__Written request__:
Extract the full listing below without altering a single character.

Named object pointing entries:

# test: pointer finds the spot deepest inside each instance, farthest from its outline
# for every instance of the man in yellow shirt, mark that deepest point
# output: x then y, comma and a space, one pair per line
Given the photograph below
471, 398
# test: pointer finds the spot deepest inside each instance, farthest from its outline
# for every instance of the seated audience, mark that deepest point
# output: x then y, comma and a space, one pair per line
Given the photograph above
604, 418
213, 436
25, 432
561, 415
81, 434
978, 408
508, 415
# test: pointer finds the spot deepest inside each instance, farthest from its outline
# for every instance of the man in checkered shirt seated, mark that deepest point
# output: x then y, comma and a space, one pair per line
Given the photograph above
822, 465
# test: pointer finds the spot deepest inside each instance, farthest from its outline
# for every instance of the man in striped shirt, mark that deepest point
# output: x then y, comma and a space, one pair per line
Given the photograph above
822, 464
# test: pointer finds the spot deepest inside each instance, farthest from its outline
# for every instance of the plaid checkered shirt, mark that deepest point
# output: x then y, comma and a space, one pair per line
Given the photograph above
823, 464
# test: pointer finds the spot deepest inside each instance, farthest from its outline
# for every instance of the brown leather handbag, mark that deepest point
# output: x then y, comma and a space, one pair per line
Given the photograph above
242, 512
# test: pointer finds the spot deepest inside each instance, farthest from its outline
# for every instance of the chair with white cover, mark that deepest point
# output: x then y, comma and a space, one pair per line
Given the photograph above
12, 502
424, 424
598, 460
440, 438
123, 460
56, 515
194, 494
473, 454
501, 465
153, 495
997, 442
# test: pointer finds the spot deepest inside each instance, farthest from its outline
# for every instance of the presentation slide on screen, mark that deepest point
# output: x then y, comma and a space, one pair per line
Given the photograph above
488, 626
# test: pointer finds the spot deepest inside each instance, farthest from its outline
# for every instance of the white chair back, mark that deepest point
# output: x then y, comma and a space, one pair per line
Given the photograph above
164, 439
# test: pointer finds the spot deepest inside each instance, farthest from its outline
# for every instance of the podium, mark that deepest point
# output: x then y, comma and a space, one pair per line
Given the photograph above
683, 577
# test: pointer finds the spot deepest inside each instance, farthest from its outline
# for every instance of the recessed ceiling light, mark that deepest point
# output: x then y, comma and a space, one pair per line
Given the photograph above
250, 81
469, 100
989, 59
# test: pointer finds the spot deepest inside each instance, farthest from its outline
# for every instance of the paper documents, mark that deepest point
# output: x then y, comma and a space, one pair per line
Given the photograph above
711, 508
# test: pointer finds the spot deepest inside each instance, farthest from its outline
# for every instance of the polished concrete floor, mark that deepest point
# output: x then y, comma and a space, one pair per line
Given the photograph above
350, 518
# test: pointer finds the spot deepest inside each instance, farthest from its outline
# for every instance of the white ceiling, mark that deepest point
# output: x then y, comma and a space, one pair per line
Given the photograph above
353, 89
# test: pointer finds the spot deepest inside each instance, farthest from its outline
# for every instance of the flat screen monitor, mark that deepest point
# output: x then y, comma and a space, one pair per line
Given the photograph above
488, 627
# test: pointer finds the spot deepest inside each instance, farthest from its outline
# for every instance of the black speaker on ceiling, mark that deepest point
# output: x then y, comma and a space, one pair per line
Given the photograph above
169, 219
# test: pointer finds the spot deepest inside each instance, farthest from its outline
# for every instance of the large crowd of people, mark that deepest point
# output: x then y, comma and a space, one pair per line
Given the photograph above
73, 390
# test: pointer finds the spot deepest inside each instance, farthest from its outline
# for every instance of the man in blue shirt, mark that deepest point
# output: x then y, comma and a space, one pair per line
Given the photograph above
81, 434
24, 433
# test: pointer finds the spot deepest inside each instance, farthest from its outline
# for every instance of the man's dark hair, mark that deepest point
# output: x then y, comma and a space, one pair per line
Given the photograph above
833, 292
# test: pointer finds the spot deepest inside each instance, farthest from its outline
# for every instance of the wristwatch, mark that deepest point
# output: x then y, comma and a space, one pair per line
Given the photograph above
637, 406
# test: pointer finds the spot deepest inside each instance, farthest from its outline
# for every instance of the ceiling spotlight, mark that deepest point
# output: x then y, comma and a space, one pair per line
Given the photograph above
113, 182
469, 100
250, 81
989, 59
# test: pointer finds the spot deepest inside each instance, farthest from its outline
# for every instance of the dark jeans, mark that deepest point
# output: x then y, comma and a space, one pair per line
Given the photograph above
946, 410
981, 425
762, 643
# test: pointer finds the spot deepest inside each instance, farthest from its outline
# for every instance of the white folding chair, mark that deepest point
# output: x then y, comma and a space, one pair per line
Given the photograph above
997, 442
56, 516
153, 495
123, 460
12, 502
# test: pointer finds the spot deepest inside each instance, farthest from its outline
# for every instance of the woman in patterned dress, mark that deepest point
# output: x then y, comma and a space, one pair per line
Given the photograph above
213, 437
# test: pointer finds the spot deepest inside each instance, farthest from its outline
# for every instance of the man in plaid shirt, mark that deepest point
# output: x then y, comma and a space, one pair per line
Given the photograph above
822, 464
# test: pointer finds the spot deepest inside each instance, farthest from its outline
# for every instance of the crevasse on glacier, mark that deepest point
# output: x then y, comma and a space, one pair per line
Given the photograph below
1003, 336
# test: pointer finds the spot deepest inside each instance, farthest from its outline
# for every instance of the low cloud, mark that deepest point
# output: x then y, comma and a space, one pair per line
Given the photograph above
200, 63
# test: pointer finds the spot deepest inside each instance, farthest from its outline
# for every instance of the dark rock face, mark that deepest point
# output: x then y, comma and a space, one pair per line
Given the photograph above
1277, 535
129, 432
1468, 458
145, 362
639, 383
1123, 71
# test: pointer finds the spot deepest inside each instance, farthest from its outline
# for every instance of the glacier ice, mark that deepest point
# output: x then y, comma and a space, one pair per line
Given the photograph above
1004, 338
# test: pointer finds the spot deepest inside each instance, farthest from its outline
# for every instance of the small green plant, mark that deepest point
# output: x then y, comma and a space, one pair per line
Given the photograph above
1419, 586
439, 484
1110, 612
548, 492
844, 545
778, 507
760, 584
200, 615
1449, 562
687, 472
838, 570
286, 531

__Problem solution__:
# test: pointer finds the spot deepest inside each instance, farthest from its outline
# for every instance of the man in yellow shirt, mark that deepest point
# output: x then y, comma and a space, one pair per line
Given the photograph below
471, 398
# test: pointer finds the spot deepest inside each instance, farthest from its outline
# for every instance of the seated audience, mark that deepest point
# output: x then y, comma and a space, one pair per line
Given the photograph above
604, 418
213, 436
25, 432
561, 415
81, 434
978, 408
508, 415
# test: pointer finds the spot deepest inside each instance, farthest from its outline
# for every instance of the man in checkered shirt seated, mark that deepest point
# output: x then y, comma and a space, one pair per line
Given the photograph above
822, 465
# test: pointer finds the spot deepest inside each instance, farthest from its outline
# for every instance of the man in striped shirt, mark that deepest point
# output: x then y, comma and a space, one pair per line
Given the photograph above
822, 464
# test: pointer finds the spot deepest inside each instance, farthest from its outline
# for every instance of the plaid checkered shirt, mark that deepest point
# output: x then y, comma and a space, one pair per line
Given the photograph above
823, 464
# test: pointer finds the spot deepest inside each instance, farthest from its outline
# for every instance of the brown leather handbag, mark that deepest point
# output: x then y, comma and a space, one pair per line
Given the photograph above
242, 512
# test: pointer finds the spot deepest inside each instance, farthest from its outline
# for every instance of the chair with white cover, mark that deepest point
# output: x then y, comma and a space, one pair per line
Given the photograph above
12, 502
424, 424
598, 460
440, 438
123, 460
56, 515
194, 494
473, 454
501, 465
153, 495
997, 442
# test: pointer finds the spot deepest inside each instance, farthest from its outline
# for every instance of the presentation slide on screen, mark that deepest point
# output: x then y, comma and a space, one pair per line
Given the photograph above
488, 626
# test: pointer finds the spot deepest inside each instance, farthest from its outline
# for every instance of the white chair back, mark that deepest point
# output: x then y, comma and a space, one pair per line
Given the photograph above
164, 439
# test: pointer finds the spot deepest inside each instance, farthest from its outline
# for every instance of the podium, mark that deepest point
# output: x then y, comma and a space, one pair per line
Given the photograph above
683, 577
# test: pointer finds the spot deepest inside each instance, farthest from its outline
# for every instance of the recessed ceiling light, mark that deepest point
# output: x then y, comma and a space, one pair per line
Given the photograph above
250, 81
469, 100
989, 59
# test: pointer finds the spot deepest inside each instance, farthest from its outline
# for every instance of the paper documents, mark that deepest point
# output: x then y, comma and a space, one pair per line
Given the photograph above
711, 508
# test: pointer finds the spot deepest inside each instance, farthest from its outline
# for every instance of the polished concrete floor, mark that deepest point
# output: x then y, comma and a space, one pair per line
Given the photograph above
350, 518
# test: pointer finds the spot deepest inside each instance, farthest from its outline
# for every instance of the white ceiling, mark that deepest point
# output: x then y, comma and a space, one pair per line
Given the photograph above
353, 89
# test: pointer finds the spot deepest inside each instance, farthest from its outline
# for every instance of the flat screen monitor, mark that deepest point
# output: x then y, comma and a space, one pair per line
Given the photograph above
488, 627
# test: pointer finds the spot deepest inside each instance, farthest from its outline
# for every instance of the black speaker on ceiling, mark that deepest point
# output: x then y, comma and a space, one pair per line
Given the photograph above
169, 219
# test: pointer finds the spot deepest inside each instance, farthest from its outline
# for every instance of the large crowd of people, mark that deepest point
# output: x then y, comma and a space, one pair per line
Given the photograph above
73, 390
# test: pointer finds the spot deepest inside each instance, farthest from its outline
# for every instance of the man in blue shirt, mark that deepest point
# output: x then y, comma and a space, one pair per line
Given the photograph above
81, 434
24, 433
# test: pointer finds the spot deepest inside each instance, farthest from its outline
# for every instance of the man's dark hair, mark that deepest point
# output: x then y, comma and a space, one pair per line
Given the photograph above
833, 292
# test: pointer finds the spot deepest inside each instance, farthest from its outline
# for every instance of the wristwatch, mark that deepest point
# output: x then y, comma and a space, one pair per line
Given the photograph above
637, 406
# test: pointer finds the spot deepest inside each instance, farthest from its outline
# for every instance of the ceiling spotlight, mark that deepest point
# output: x then y, comma and a space, one pair per line
Given the photograph above
113, 182
469, 100
250, 81
989, 59
# test: pointer finds the spot deepest inside each instance, farthest from its outline
# for every instance of the dark jeans, mark that deepest point
# output: x then y, comma and a space, one pair per line
Given the photograph above
946, 410
981, 425
762, 643
# test: pointer finds the spot deepest inside each instance, farthest from its outline
# for every instance of the white folding chair, mark that deepest point
# output: x then y, comma and a space, one pair per line
Given the photograph above
997, 442
56, 516
153, 495
123, 460
12, 502
# test: pointer finds the spot deepest inside each instance, farthest from its outline
# for every instance of the woman in patterned dress, mark that deepest point
# output: x then y, comma and a space, one pair per line
Given the photograph above
213, 437
# test: pointer finds the spot deepest inside each instance, farthest from its outline
# for every instance of the man in plaid shirt, mark that deepest point
# output: x then y, comma and a space, one pair per line
Given the photograph above
822, 464
# test: pointer finds the spot deepest inside each instance, farthest from its outline
# for every instance of the crevasse on glacier, mark that deepest point
# output: x then y, comma and a space, one pair per line
Given the photograph below
1003, 336
# test: pointer finds the spot deepest inside each instance, farthest from its outline
# for every instance of the low cloud, mark that deepest point
# output: x then y, comma and a space, one pair per line
Given the photograph above
200, 63
# test: pointer finds the spot deepest inside each instance, farthest from its outline
# for every instance of the dark rock face, mark that deepest point
# output: x then y, comma and a space, one pair per line
Given the photograph above
1277, 535
129, 432
1468, 458
145, 362
639, 383
1123, 71
# test: pointer finds the spot deepest inside each instance, farthest from its outline
# for every instance of the glacier ice, mark that deepest point
# output: x then y, comma and a space, one pair per line
Given the photograph above
1004, 338
# test: pointer finds the spot deepest inside each instance, farthest from its outline
# for every instance of the small green plant, mark that deepest point
# output: x then y, comma and a space, one pair per line
Given the photograph above
1419, 586
439, 484
1110, 612
548, 492
844, 545
778, 507
760, 584
200, 615
1449, 562
687, 472
838, 570
286, 531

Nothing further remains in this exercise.